» Work to complete
Extract each line in the data below that contains the string "range" as a case-sensitive match.

» Material to process
[BEGIN]

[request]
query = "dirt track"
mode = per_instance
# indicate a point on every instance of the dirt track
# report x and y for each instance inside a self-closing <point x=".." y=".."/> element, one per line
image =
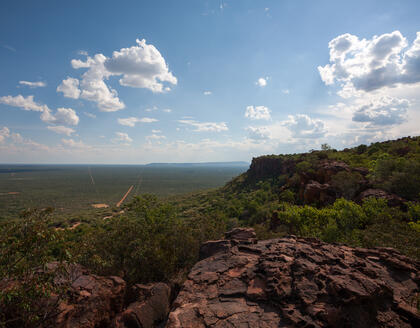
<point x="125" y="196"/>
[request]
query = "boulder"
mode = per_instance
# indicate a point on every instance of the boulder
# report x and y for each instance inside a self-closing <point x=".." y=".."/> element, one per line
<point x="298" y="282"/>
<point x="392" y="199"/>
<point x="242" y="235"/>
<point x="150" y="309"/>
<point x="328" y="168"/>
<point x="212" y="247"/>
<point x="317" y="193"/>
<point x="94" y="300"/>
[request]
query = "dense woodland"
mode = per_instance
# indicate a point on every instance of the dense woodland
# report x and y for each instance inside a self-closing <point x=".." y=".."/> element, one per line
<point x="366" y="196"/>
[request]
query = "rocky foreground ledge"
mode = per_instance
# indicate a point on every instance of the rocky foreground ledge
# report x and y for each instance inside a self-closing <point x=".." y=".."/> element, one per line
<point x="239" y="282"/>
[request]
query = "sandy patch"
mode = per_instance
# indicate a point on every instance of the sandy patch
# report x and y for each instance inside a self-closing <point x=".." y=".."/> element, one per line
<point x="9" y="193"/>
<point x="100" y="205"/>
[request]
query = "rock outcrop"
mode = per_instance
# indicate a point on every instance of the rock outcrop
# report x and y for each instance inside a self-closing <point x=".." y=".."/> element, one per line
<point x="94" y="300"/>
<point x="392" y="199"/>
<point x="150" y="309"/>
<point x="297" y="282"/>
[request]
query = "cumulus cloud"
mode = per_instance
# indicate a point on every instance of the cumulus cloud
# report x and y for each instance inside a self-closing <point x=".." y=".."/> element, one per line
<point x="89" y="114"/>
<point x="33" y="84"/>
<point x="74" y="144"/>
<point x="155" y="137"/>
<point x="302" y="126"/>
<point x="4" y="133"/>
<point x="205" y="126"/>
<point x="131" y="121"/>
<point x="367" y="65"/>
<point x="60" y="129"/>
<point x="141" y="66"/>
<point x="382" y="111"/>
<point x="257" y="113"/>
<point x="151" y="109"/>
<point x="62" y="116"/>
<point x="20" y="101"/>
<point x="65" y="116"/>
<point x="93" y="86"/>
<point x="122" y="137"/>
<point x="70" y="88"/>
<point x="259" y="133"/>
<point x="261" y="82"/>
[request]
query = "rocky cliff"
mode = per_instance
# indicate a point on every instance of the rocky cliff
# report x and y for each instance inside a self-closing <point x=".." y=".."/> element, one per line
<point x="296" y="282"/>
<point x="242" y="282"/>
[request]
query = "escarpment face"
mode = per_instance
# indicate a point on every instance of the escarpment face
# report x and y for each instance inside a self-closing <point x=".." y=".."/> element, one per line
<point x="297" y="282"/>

[END]
[BEGIN]

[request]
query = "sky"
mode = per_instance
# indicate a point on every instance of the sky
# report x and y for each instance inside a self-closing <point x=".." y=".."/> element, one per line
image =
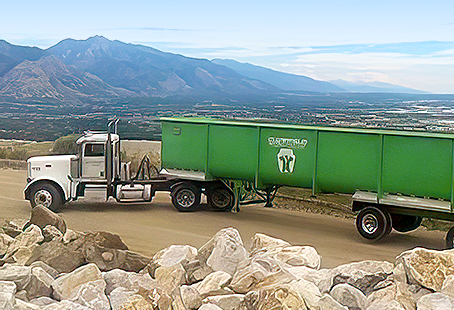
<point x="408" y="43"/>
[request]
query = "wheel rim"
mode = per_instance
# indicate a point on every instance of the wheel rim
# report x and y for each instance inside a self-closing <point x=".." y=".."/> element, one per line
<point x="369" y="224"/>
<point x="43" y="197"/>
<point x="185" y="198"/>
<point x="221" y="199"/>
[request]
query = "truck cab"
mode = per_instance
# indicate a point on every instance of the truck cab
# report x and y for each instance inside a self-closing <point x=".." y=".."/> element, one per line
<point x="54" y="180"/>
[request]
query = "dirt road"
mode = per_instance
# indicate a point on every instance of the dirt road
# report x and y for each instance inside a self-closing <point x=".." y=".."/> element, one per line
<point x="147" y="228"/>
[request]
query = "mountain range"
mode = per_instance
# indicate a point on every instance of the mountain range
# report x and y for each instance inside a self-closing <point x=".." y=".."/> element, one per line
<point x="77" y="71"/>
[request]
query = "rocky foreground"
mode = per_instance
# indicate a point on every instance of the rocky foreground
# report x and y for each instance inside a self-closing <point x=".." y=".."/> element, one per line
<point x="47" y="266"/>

[END]

» Output for this task
query = "mountain range"
# indicate a point on every instance of the mountain range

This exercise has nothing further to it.